Below are entries to return in full. Keep each one exact.

_ _ _

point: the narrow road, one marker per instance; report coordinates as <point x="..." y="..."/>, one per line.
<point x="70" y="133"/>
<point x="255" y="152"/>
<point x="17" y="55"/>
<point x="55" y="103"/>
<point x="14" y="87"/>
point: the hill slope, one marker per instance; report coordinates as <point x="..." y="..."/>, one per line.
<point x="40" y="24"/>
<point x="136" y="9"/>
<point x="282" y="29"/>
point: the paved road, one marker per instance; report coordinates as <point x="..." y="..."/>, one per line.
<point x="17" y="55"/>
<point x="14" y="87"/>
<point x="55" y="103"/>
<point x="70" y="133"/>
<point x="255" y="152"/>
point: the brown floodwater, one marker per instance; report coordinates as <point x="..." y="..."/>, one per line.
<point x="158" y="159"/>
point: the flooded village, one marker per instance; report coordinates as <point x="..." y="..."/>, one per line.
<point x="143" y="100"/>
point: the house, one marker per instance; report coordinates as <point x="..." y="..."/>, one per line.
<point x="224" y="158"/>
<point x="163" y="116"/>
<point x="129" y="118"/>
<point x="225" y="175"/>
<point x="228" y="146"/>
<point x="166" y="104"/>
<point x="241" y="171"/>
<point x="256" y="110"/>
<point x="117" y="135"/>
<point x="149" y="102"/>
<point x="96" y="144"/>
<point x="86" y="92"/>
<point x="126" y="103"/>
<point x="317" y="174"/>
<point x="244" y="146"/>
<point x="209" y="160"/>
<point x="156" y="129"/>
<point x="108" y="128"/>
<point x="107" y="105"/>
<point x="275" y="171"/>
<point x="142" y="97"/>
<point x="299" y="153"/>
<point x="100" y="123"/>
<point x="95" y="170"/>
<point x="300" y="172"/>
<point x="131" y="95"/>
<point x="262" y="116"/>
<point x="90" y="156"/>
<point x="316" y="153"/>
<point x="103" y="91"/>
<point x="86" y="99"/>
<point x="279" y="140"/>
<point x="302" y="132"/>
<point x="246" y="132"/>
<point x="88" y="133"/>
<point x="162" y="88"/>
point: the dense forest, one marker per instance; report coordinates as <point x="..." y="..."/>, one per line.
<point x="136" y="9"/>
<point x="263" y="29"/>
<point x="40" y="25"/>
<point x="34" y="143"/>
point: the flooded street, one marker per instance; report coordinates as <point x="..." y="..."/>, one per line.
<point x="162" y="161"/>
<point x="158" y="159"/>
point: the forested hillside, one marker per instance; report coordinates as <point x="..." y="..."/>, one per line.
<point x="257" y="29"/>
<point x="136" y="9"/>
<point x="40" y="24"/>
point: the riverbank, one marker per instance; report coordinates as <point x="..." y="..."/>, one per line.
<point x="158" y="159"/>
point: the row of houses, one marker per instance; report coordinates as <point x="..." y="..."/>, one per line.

_ _ _

_Answer for this exercise_
point: the narrow road, one marker per instance; report coordinates as <point x="..." y="..."/>, one per line.
<point x="70" y="133"/>
<point x="255" y="152"/>
<point x="17" y="55"/>
<point x="55" y="103"/>
<point x="14" y="87"/>
point: the hill slope, one marker per instance; report coordinates as <point x="..." y="..."/>, one per line.
<point x="40" y="24"/>
<point x="136" y="9"/>
<point x="282" y="29"/>
point: the paved road, one marker per instance; report coordinates as <point x="..." y="..."/>, one per line.
<point x="17" y="55"/>
<point x="14" y="87"/>
<point x="55" y="103"/>
<point x="70" y="133"/>
<point x="255" y="152"/>
point: the brown floodwater, one marker per instance; report coordinates as <point x="..." y="..."/>, one per line.
<point x="158" y="159"/>
point: the flooded village, one marker per instance; report coordinates as <point x="..." y="..."/>, one per line.
<point x="143" y="100"/>
point: the house, one marker per instance; report coordinates as <point x="..." y="..."/>, one per line.
<point x="224" y="158"/>
<point x="163" y="116"/>
<point x="129" y="118"/>
<point x="225" y="175"/>
<point x="228" y="146"/>
<point x="166" y="104"/>
<point x="241" y="171"/>
<point x="256" y="110"/>
<point x="117" y="135"/>
<point x="149" y="102"/>
<point x="96" y="144"/>
<point x="86" y="92"/>
<point x="126" y="103"/>
<point x="317" y="174"/>
<point x="244" y="146"/>
<point x="209" y="160"/>
<point x="156" y="129"/>
<point x="108" y="128"/>
<point x="107" y="105"/>
<point x="275" y="171"/>
<point x="142" y="97"/>
<point x="299" y="153"/>
<point x="100" y="123"/>
<point x="95" y="170"/>
<point x="300" y="172"/>
<point x="131" y="95"/>
<point x="262" y="116"/>
<point x="90" y="156"/>
<point x="316" y="153"/>
<point x="103" y="91"/>
<point x="86" y="99"/>
<point x="279" y="140"/>
<point x="302" y="132"/>
<point x="246" y="132"/>
<point x="88" y="133"/>
<point x="162" y="88"/>
point: the dense forest, one marker per instance; report coordinates as <point x="..." y="..."/>, one per line.
<point x="136" y="9"/>
<point x="263" y="29"/>
<point x="40" y="25"/>
<point x="34" y="143"/>
point: the flooded street, one marker per instance; report coordinates as <point x="..." y="..."/>, one per line.
<point x="162" y="161"/>
<point x="158" y="159"/>
point: the forested hillside, one marker per instance; report coordinates as <point x="..." y="..."/>, one per line.
<point x="257" y="29"/>
<point x="136" y="9"/>
<point x="40" y="24"/>
point: the riverbank, one marker per instance; report coordinates as <point x="..." y="..."/>, one per line.
<point x="158" y="159"/>
point: the row of houses, one marker per instance; report coordinates as <point x="..." y="..."/>, one per line.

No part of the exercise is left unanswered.